> _EXTRACTED RECORDS_:
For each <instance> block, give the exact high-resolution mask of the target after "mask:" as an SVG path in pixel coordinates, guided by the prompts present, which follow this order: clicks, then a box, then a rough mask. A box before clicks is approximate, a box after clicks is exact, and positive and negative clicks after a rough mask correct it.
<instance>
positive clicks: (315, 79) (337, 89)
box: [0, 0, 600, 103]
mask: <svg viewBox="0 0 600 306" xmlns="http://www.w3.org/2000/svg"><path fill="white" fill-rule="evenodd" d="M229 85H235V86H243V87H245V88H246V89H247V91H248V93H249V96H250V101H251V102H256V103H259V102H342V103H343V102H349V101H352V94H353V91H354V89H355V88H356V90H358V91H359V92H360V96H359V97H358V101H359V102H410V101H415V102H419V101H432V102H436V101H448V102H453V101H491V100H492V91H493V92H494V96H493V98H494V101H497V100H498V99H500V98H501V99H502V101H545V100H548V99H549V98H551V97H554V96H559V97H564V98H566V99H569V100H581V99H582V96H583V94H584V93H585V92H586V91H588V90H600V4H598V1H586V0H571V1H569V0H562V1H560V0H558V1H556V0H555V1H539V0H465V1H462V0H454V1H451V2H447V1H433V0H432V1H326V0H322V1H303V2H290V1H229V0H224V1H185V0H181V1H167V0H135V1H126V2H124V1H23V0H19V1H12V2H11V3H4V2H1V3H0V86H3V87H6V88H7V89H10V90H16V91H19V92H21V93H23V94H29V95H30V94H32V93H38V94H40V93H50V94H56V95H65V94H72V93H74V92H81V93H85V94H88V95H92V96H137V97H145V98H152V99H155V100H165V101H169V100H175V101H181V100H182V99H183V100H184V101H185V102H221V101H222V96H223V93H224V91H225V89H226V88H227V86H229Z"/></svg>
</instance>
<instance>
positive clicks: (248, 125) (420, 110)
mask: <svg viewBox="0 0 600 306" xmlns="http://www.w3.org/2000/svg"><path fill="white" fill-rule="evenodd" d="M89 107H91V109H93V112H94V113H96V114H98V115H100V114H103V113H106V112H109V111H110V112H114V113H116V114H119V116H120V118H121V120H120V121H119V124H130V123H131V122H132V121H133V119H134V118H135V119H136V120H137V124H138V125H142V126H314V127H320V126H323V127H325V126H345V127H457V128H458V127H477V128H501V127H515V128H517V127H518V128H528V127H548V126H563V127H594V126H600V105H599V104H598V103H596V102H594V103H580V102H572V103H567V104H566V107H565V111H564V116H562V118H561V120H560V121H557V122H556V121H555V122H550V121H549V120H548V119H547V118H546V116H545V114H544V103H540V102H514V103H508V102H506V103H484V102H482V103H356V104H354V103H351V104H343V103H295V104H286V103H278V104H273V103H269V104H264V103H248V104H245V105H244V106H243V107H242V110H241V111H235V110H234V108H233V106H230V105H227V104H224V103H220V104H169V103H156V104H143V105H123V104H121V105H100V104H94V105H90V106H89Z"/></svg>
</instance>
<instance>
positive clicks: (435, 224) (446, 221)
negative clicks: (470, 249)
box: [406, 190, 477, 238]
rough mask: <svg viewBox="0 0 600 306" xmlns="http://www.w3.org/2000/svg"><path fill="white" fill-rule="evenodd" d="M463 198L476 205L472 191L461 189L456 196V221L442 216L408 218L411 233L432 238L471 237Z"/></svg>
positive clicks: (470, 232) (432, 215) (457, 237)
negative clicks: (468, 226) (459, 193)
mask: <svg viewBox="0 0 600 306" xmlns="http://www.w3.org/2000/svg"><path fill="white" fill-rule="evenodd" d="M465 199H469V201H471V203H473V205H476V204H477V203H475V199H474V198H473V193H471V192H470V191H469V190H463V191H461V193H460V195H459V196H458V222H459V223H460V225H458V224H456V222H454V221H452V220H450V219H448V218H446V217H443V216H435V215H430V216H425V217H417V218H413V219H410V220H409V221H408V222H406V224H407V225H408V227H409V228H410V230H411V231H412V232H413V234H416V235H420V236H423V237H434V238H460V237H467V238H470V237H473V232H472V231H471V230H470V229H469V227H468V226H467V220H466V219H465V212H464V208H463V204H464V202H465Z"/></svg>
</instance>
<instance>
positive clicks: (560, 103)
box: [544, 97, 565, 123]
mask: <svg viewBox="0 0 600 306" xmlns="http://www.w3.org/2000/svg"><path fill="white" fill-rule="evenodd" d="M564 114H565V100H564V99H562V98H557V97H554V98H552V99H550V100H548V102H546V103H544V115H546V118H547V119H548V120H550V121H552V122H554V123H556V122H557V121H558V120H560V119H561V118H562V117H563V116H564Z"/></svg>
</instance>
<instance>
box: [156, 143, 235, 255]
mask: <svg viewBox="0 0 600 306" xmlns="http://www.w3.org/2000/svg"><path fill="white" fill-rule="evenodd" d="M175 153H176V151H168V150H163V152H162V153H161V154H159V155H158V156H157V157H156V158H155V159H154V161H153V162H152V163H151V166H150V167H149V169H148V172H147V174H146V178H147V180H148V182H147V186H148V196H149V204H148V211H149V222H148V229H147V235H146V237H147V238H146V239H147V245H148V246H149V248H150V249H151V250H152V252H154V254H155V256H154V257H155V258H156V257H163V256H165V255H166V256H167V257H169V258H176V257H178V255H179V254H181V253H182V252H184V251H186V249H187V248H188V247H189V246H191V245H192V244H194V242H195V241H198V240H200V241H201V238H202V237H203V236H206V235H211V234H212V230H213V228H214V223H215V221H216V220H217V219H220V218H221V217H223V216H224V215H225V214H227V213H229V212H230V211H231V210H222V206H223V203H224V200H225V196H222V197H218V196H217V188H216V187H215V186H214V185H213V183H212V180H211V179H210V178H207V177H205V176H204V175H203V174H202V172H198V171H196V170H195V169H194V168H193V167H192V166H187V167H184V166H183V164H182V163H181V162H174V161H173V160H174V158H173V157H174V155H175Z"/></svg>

> _YOUR GOAL_: Reproduce every entry above line for line, without changing a single character.

> _FINISHED TASK_:
For each <instance> block, give the exact high-resolution mask of the target after "mask:" as an SVG path in pixel coordinates, guided by the prompts present, which follow this order: clicks, then a box, then a rough mask. A box before clicks is approximate, a box after clicks is exact, and positive and negative clicks after a rough mask correct it.
<instance>
positive clicks: (315, 79) (337, 89)
box: [0, 0, 600, 103]
mask: <svg viewBox="0 0 600 306" xmlns="http://www.w3.org/2000/svg"><path fill="white" fill-rule="evenodd" d="M229 85H235V86H243V87H245V88H246V89H247V91H248V93H249V96H250V101H251V102H256V103H259V102H342V103H343V102H349V101H352V94H353V91H354V89H355V88H356V90H358V91H359V92H360V96H359V97H358V101H359V102H410V101H415V102H419V101H432V102H436V101H448V102H453V101H491V100H492V91H493V92H494V96H493V98H494V101H497V100H498V99H500V98H501V99H502V101H545V100H548V99H549V98H551V97H554V96H559V97H564V98H566V99H569V100H581V99H582V96H583V94H584V93H585V92H586V91H588V90H600V4H598V1H586V0H571V1H569V0H562V1H560V0H558V1H556V0H555V1H539V0H465V1H462V0H454V1H451V2H447V1H433V0H432V1H326V0H322V1H303V2H290V1H229V0H224V1H185V0H181V1H167V0H135V1H126V2H124V1H23V0H19V1H12V2H11V3H4V2H1V3H0V86H3V87H6V88H7V89H10V90H16V91H19V92H21V93H23V94H29V95H30V94H32V93H38V94H40V93H50V94H56V95H65V94H72V93H74V92H81V93H85V94H88V95H92V96H137V97H145V98H152V99H155V100H165V101H169V100H175V101H181V100H182V99H183V100H184V101H185V102H221V101H222V96H223V93H224V91H225V89H226V88H227V86H229Z"/></svg>
</instance>
<instance>
positive clicks: (248, 125) (420, 110)
mask: <svg viewBox="0 0 600 306" xmlns="http://www.w3.org/2000/svg"><path fill="white" fill-rule="evenodd" d="M89 107H91V109H93V112H94V113H96V114H98V115H100V114H103V113H106V112H109V111H110V112H114V113H116V114H119V116H120V118H121V120H120V121H119V124H130V123H131V122H132V121H133V119H134V118H135V119H136V120H137V124H138V125H142V126H314V127H320V126H323V127H325V126H345V127H457V128H458V127H477V128H501V127H515V128H517V127H518V128H528V127H548V126H563V127H594V126H600V105H599V104H598V103H596V102H594V103H580V102H572V103H567V104H566V107H565V111H564V116H562V118H561V120H560V121H557V122H556V121H555V122H550V121H549V120H548V119H547V118H546V116H545V114H544V103H540V102H514V103H508V102H506V103H484V102H482V103H356V104H354V103H351V104H343V103H295V104H286V103H278V104H273V103H269V104H264V103H248V104H245V105H244V106H243V107H242V110H241V111H235V110H234V108H233V106H230V105H227V104H224V103H220V104H169V103H156V104H143V105H123V104H121V105H100V104H94V105H90V106H89Z"/></svg>
</instance>
<instance>
positive clicks: (435, 224) (446, 221)
negative clicks: (470, 249)
box: [406, 190, 477, 238]
rough mask: <svg viewBox="0 0 600 306" xmlns="http://www.w3.org/2000/svg"><path fill="white" fill-rule="evenodd" d="M463 198L476 205L472 191L461 189L456 196V221L442 216L408 218L411 233L432 238L471 237Z"/></svg>
positive clicks: (470, 232) (432, 215) (457, 237)
negative clicks: (468, 226) (459, 193)
mask: <svg viewBox="0 0 600 306" xmlns="http://www.w3.org/2000/svg"><path fill="white" fill-rule="evenodd" d="M465 199H469V201H471V203H473V205H476V204H477V203H475V199H474V198H473V193H471V192H470V191H469V190H463V191H461V193H460V195H459V196H458V222H459V223H460V225H458V224H456V222H454V221H452V220H450V219H448V218H446V217H443V216H435V215H430V216H425V217H417V218H413V219H410V220H409V221H408V222H406V224H407V225H408V227H409V228H410V230H411V231H412V232H413V234H416V235H420V236H423V237H434V238H460V237H467V238H470V237H473V232H472V231H471V230H470V229H469V227H468V226H467V220H466V219H465V212H464V208H463V204H464V202H465Z"/></svg>
</instance>
<instance>
positive clicks: (560, 103)
box: [544, 97, 565, 123]
mask: <svg viewBox="0 0 600 306" xmlns="http://www.w3.org/2000/svg"><path fill="white" fill-rule="evenodd" d="M564 114H565V100H564V99H562V98H557V97H554V98H552V99H550V100H548V102H546V103H544V115H546V118H547V119H548V120H550V121H552V122H554V123H556V122H557V121H558V120H560V119H561V118H562V117H563V116H564Z"/></svg>
</instance>
<instance>
box: [156, 143, 235, 255]
mask: <svg viewBox="0 0 600 306" xmlns="http://www.w3.org/2000/svg"><path fill="white" fill-rule="evenodd" d="M175 153H176V151H168V150H163V152H162V153H161V154H159V155H158V156H157V157H156V158H155V159H154V161H153V162H152V163H151V166H150V167H149V169H148V172H147V174H146V178H147V180H148V182H147V186H148V196H149V204H148V211H149V222H148V229H147V235H146V237H147V238H146V239H147V245H148V246H149V248H150V249H151V250H152V252H154V254H155V256H154V257H155V258H156V257H163V256H165V255H166V256H167V257H169V258H176V257H178V255H179V254H181V253H182V252H184V251H186V249H187V248H188V247H189V246H191V245H192V244H194V242H195V241H198V240H200V241H201V238H202V237H203V236H206V235H211V234H212V230H213V228H214V223H215V221H216V220H217V219H220V218H221V217H223V216H224V215H225V214H227V213H229V212H230V211H231V210H222V206H223V203H224V200H225V196H222V197H218V196H217V188H216V187H215V186H214V185H213V183H212V180H211V179H210V178H207V177H205V176H204V175H203V174H202V172H198V171H196V170H195V169H194V168H193V167H192V166H187V167H184V166H183V164H182V163H181V162H174V161H173V160H174V158H173V157H174V155H175Z"/></svg>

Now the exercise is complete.